[A block of data]

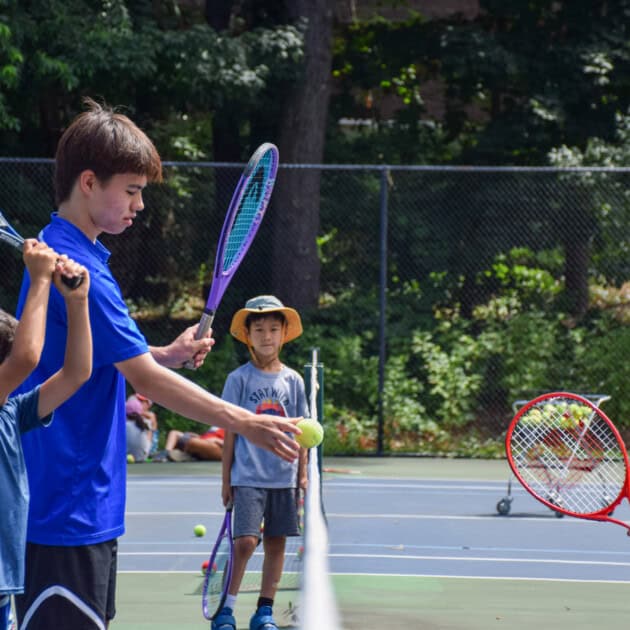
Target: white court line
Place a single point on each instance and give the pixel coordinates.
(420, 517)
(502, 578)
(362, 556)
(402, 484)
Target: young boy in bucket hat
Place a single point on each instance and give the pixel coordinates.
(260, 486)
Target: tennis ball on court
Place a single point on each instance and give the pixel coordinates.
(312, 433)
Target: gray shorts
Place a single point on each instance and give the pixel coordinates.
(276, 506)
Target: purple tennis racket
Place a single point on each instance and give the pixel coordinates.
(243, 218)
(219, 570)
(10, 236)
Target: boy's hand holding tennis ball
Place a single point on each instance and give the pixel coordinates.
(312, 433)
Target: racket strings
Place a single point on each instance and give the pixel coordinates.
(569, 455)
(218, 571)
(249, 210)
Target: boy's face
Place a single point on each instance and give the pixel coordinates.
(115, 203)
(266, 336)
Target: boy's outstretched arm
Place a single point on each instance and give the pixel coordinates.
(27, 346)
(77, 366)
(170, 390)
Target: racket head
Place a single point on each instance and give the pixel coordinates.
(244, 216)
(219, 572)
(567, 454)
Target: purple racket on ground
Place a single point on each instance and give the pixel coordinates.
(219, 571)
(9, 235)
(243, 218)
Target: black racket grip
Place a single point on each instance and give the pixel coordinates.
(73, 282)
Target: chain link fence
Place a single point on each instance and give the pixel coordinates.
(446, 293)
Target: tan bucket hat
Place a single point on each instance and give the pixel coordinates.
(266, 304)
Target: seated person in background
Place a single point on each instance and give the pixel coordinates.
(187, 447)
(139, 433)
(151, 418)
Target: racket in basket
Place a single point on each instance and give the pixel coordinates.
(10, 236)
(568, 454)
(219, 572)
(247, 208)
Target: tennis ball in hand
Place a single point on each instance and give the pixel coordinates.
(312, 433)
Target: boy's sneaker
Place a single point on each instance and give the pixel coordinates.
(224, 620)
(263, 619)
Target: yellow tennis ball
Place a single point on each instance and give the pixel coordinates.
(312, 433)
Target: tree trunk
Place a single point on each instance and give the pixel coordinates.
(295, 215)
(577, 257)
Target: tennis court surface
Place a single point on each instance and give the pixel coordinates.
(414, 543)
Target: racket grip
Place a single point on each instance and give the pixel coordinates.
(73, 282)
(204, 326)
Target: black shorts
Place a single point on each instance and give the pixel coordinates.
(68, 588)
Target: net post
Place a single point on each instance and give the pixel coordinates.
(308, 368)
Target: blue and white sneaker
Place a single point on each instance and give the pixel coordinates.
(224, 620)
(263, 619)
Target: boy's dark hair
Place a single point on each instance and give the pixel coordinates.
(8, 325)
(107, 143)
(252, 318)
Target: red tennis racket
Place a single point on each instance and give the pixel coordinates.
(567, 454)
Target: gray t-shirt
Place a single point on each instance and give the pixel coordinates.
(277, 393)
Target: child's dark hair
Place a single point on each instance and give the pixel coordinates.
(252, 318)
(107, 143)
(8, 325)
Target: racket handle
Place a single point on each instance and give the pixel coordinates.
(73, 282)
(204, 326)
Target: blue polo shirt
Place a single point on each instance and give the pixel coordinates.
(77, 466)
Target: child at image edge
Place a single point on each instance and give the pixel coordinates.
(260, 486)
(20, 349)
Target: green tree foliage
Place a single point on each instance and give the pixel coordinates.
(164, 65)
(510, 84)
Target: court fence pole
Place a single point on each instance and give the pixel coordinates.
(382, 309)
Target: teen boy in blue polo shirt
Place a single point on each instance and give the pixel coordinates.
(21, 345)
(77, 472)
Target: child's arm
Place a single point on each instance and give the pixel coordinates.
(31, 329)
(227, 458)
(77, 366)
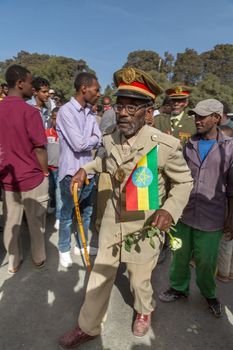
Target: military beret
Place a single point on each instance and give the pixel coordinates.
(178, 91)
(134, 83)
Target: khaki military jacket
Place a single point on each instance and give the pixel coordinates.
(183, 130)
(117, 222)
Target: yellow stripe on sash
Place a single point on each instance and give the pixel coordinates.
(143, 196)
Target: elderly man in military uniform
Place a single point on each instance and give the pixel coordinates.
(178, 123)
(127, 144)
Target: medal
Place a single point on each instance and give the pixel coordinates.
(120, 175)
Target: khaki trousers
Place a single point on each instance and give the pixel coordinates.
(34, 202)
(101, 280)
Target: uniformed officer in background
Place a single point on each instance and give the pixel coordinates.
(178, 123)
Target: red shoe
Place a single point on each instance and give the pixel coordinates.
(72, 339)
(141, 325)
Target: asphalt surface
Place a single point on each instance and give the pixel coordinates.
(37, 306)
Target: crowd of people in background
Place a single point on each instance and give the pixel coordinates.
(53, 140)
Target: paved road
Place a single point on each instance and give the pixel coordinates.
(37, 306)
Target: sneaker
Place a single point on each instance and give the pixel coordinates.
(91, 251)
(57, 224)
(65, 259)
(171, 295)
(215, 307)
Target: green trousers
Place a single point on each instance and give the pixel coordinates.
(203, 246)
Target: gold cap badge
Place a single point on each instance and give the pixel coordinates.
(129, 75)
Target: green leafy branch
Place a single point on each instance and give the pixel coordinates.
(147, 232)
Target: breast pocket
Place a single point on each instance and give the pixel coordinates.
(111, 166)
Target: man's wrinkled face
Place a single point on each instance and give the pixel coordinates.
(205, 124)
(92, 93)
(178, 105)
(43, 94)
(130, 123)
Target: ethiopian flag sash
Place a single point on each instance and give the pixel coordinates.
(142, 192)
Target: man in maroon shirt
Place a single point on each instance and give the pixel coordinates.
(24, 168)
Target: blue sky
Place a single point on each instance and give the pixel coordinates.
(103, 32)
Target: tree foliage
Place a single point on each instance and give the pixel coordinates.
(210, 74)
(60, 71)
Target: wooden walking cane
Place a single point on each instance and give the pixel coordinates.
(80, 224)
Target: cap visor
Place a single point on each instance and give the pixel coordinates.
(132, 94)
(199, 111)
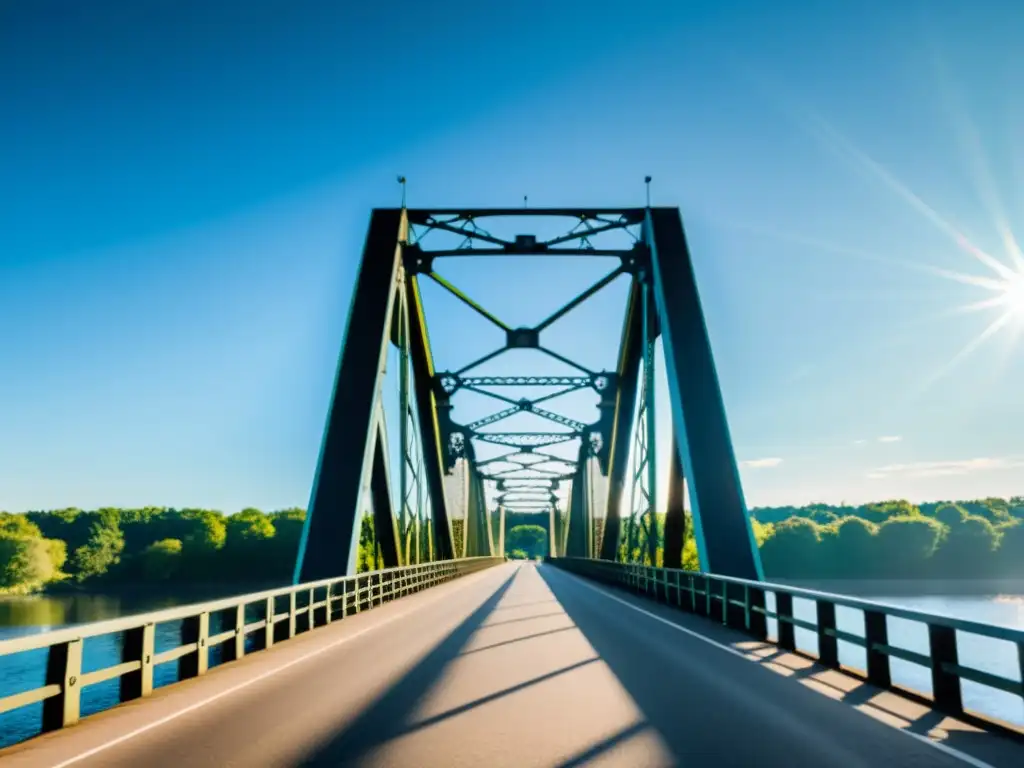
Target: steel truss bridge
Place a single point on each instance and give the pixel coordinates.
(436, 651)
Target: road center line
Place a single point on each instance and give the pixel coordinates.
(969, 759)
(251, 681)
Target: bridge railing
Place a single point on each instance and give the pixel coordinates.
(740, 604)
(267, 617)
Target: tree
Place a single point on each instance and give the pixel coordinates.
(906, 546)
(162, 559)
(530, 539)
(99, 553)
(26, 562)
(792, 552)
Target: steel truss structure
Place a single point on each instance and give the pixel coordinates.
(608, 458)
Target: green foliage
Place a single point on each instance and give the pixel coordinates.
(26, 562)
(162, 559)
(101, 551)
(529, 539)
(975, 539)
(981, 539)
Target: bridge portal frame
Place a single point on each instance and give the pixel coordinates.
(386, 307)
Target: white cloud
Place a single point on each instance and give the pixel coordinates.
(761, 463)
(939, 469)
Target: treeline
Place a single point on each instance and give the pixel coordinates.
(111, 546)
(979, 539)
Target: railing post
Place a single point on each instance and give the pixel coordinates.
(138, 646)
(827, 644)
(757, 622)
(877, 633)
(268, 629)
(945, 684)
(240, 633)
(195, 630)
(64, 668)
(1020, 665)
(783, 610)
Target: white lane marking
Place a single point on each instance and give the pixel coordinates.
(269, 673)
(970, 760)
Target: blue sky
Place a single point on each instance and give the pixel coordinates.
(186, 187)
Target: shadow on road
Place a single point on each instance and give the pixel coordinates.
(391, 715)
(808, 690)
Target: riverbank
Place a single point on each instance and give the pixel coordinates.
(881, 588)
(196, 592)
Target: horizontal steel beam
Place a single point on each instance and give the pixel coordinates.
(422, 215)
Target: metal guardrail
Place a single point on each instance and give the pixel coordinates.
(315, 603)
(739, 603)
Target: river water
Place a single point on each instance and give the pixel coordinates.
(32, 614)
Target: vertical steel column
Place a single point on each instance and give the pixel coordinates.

*TO BE DONE:*
Reproduce the final stretch of the data above: every line from the one holding "Target: white cloud" through the end, inclusive, exactly as written and nothing else.

*OUTPUT FOR THIS TASK:*
Target: white cloud
Place a single point on each instance and give the pixel coordinates.
(761, 463)
(939, 469)
Target: treeline
Place a single point on each instance and give the pixel coordinates.
(111, 546)
(979, 539)
Target: railing post
Place a single point on each instance and give the pixel coordinates.
(138, 646)
(827, 644)
(757, 622)
(877, 633)
(268, 629)
(945, 684)
(240, 633)
(195, 630)
(64, 668)
(1020, 665)
(783, 610)
Target: white lane marking
Place a single point on each instance and give the pixel coordinates.
(269, 673)
(970, 760)
Target: blue sky
Place a single point on each instance and give the pixel coordinates.
(186, 187)
Target: shadow on road
Place a single point on each instance and give the pixel coordinates.
(391, 715)
(808, 690)
Target: riverbank
Place a single point on each instance and give the pixel coordinates.
(881, 588)
(196, 592)
Target: horizontal steel beam
Place a single point on each instance and give the pixel coordinates.
(422, 215)
Target: metal guardrail
Place a single point on each instance and give the pixel coordinates.
(315, 603)
(739, 603)
Target: river water
Place a single point on each instance and give the pixel coordinates.
(32, 614)
Target: vertical steel column
Place a single point on each instance and give the pixel coordinates.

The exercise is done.